§ **Description of the task**: Below are records; reproduce exactly the lines from the one containing "Task: for the greenhouse-bench survey, tag the creamy" through the end, both included, and only those.

----- Data to process

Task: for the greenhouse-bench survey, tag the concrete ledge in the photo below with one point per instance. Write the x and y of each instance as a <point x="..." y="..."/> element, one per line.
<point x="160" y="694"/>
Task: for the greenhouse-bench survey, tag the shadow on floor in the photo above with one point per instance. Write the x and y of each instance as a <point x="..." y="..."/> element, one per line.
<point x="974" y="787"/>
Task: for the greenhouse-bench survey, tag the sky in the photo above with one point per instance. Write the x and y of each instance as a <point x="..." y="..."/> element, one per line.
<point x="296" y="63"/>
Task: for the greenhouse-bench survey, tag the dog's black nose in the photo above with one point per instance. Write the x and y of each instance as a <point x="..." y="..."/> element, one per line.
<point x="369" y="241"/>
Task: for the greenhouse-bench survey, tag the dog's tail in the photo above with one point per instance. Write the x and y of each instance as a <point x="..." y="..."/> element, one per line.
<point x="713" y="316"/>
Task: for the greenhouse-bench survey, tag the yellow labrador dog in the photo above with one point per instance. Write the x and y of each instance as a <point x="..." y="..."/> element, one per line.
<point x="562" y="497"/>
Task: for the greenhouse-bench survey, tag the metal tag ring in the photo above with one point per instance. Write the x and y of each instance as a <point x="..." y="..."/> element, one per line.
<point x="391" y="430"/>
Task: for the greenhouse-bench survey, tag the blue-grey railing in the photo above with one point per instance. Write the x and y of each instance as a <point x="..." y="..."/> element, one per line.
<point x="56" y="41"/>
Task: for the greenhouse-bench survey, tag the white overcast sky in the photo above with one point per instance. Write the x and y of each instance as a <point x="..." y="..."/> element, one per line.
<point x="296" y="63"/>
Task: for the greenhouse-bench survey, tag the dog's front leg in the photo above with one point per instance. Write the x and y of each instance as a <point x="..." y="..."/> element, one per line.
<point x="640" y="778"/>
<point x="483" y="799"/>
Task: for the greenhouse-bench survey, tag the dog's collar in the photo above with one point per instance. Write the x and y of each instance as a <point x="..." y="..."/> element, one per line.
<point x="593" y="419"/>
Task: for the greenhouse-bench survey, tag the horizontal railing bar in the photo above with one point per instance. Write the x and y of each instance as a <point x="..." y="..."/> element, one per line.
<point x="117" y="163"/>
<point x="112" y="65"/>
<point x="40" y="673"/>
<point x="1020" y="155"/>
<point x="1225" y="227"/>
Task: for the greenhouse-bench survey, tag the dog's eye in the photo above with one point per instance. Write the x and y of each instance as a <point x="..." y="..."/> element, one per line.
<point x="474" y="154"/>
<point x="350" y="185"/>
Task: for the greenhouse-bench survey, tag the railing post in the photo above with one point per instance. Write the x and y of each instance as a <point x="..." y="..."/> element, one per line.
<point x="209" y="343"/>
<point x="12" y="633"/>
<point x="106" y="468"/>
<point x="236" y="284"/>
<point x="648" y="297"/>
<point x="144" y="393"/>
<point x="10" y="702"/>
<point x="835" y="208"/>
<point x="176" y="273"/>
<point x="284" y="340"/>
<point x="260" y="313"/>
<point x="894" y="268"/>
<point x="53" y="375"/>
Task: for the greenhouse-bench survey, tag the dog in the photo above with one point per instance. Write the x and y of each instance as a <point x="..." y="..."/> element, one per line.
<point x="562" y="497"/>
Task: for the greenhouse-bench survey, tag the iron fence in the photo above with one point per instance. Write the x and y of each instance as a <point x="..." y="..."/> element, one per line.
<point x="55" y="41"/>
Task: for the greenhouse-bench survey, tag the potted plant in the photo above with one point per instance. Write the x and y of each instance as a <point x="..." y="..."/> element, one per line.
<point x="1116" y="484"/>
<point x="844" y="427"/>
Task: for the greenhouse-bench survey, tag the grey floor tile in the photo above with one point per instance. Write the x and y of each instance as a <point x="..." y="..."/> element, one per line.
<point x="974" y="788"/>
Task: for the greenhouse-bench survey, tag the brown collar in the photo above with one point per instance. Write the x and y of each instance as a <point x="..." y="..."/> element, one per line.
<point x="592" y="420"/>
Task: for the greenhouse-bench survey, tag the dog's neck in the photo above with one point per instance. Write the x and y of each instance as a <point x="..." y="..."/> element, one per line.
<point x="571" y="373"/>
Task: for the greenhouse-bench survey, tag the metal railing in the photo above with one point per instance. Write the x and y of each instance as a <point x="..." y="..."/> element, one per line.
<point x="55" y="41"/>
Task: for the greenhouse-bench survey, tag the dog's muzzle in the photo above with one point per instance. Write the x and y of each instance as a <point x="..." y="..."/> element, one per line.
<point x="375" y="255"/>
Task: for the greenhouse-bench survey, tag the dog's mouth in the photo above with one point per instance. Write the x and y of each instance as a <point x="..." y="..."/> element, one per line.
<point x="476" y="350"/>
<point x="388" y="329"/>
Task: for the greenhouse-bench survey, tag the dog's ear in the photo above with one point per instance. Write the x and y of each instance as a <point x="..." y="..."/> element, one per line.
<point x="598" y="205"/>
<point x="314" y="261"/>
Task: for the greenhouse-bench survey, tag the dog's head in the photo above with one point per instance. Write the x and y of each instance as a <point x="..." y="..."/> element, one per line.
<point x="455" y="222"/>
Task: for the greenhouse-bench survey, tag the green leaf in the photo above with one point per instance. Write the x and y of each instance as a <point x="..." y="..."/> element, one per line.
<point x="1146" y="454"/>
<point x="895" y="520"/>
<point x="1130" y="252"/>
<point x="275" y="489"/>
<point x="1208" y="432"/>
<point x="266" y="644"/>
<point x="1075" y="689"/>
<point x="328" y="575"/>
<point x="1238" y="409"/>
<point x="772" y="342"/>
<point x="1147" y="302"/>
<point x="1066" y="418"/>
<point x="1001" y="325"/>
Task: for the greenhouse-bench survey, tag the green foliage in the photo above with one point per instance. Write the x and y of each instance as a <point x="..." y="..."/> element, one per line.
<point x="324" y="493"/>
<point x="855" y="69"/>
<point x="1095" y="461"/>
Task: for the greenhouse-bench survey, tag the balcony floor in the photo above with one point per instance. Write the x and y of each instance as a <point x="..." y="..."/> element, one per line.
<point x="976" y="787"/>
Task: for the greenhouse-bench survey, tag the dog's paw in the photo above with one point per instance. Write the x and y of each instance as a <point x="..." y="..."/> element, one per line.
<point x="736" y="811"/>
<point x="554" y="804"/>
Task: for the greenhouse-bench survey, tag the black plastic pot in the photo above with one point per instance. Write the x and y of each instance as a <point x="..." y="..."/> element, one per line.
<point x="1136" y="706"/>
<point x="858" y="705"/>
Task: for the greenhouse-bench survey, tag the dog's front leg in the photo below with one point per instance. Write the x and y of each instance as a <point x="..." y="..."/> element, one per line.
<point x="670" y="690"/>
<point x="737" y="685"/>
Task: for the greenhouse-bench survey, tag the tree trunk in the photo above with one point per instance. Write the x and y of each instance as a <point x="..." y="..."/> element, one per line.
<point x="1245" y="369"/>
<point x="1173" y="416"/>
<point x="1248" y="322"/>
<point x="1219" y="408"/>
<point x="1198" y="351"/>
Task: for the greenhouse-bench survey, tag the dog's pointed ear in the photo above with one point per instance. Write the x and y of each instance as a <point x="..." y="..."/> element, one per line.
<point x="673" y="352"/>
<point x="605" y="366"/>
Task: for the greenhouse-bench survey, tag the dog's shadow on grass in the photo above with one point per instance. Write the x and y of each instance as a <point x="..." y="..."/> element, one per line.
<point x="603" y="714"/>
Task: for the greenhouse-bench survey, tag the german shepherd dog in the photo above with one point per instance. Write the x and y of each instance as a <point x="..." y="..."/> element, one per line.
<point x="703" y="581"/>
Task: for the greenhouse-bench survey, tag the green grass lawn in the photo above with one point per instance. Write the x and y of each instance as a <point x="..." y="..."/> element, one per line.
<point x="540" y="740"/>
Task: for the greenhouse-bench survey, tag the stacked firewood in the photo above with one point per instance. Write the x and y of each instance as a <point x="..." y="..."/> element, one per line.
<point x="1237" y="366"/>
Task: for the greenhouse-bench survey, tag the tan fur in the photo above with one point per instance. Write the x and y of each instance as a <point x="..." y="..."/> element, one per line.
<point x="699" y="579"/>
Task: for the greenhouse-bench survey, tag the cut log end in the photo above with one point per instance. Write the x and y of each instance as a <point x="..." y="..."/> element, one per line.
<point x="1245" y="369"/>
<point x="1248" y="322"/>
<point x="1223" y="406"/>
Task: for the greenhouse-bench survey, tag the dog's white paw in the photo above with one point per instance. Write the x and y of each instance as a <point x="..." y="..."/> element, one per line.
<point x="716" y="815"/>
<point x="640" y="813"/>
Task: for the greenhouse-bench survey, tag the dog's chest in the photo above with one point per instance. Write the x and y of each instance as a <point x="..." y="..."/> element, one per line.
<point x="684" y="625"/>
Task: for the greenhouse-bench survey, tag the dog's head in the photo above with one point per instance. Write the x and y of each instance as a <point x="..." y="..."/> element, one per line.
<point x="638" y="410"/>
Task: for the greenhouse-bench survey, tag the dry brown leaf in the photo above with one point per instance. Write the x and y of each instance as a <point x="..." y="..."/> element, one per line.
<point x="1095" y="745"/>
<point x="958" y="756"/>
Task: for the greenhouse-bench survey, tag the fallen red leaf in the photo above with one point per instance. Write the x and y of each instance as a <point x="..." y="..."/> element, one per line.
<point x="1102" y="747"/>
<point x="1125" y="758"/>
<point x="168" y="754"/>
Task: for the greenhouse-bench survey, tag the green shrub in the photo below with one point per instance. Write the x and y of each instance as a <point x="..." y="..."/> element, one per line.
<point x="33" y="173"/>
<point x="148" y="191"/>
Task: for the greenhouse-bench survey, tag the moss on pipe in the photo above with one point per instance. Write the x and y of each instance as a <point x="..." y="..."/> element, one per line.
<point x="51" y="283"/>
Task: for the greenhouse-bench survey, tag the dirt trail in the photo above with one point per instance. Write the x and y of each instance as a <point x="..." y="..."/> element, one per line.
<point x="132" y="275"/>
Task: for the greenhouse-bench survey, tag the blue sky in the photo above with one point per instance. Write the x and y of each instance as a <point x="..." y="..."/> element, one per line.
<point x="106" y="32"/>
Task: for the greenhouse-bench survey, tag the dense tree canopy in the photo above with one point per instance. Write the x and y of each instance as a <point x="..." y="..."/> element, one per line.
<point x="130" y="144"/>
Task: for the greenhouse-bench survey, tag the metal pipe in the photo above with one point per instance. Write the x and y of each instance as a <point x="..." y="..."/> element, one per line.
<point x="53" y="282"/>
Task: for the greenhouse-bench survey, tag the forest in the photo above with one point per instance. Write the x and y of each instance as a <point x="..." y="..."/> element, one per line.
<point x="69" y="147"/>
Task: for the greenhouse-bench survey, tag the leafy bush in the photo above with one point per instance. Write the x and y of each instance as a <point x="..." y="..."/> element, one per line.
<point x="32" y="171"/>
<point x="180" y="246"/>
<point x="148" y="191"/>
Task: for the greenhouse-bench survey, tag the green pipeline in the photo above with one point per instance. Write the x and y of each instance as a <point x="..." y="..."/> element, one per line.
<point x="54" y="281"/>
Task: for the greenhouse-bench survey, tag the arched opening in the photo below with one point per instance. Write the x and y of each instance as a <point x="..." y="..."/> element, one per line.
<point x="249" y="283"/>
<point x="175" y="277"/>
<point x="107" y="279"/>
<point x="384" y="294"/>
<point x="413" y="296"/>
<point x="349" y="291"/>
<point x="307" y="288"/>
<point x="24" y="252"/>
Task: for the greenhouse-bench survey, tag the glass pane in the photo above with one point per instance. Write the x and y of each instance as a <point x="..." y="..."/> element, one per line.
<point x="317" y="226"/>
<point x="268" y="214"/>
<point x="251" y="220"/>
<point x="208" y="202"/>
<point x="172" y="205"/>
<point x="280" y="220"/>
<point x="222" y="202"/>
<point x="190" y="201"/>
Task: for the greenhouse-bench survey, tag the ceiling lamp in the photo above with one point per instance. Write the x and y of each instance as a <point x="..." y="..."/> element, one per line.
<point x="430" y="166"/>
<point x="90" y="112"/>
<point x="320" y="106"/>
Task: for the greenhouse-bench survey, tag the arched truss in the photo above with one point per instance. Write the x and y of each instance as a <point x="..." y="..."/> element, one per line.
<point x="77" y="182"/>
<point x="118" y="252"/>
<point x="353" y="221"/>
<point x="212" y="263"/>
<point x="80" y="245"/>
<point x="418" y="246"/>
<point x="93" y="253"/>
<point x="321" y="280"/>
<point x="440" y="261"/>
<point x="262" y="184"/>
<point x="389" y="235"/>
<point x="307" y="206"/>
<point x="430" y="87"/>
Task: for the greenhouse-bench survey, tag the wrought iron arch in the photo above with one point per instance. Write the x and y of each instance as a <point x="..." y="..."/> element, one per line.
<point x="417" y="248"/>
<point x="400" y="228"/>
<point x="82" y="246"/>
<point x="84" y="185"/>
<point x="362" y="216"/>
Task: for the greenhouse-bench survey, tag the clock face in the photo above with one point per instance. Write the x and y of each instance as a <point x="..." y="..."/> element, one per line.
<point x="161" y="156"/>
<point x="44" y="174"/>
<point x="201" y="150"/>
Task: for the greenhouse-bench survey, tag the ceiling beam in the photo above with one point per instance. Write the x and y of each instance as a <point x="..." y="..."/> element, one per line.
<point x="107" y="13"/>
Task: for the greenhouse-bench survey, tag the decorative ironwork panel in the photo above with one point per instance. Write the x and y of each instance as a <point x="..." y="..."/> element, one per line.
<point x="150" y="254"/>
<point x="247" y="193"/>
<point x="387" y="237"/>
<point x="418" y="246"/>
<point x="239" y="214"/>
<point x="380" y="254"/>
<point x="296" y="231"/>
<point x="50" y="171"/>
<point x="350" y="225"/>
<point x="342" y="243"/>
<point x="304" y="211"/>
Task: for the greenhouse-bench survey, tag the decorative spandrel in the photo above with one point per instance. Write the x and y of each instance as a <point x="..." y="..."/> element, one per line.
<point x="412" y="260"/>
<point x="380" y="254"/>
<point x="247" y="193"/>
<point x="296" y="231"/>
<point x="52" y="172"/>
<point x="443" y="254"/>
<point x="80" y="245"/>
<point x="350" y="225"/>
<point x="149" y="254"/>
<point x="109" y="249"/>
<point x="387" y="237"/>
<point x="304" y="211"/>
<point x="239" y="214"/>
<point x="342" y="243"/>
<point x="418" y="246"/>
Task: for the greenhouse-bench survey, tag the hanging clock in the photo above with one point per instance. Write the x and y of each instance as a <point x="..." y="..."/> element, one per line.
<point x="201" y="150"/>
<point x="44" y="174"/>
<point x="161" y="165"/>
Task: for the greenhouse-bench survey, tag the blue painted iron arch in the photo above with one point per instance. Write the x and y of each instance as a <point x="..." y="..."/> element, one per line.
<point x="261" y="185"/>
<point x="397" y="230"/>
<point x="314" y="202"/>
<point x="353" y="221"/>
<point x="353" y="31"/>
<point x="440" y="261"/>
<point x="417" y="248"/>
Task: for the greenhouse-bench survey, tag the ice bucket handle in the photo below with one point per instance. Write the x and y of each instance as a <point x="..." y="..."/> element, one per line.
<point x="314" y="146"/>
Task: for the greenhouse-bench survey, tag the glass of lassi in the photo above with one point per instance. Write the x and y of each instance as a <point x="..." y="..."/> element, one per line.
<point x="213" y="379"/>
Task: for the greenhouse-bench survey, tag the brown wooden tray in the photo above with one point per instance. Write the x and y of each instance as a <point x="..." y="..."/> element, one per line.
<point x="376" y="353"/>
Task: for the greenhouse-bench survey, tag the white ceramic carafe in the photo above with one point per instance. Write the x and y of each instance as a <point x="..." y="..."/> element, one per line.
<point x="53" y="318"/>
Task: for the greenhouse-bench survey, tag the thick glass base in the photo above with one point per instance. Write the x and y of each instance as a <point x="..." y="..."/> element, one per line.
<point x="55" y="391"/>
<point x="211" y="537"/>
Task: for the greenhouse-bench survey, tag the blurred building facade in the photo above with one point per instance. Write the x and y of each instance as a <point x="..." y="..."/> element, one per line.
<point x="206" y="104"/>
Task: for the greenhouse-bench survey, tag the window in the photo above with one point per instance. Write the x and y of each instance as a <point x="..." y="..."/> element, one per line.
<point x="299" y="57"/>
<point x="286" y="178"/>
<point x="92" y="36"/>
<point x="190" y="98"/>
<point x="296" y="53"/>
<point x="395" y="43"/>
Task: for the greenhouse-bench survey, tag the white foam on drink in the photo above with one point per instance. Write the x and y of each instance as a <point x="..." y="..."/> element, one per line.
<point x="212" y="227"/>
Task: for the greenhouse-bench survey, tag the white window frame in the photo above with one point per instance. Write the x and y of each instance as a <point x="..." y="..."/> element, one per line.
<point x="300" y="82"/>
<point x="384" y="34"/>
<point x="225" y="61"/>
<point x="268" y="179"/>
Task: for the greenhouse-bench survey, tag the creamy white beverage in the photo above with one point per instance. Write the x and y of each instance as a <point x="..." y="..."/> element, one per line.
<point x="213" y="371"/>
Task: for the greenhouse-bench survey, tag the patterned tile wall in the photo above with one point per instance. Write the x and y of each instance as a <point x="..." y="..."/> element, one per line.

----------

§ **Reply**:
Task: for the greenhouse-bench survey, tag the creamy white beverage in the photo above with one point per instance. Write the x and y of each instance as a <point x="..." y="..."/> element, one per line.
<point x="213" y="371"/>
Task: for the greenhouse-bench survey, tag the patterned tile wall in the photo above with one point per instance. Write the x and y of each instance as a <point x="..." y="..."/> element, one per line.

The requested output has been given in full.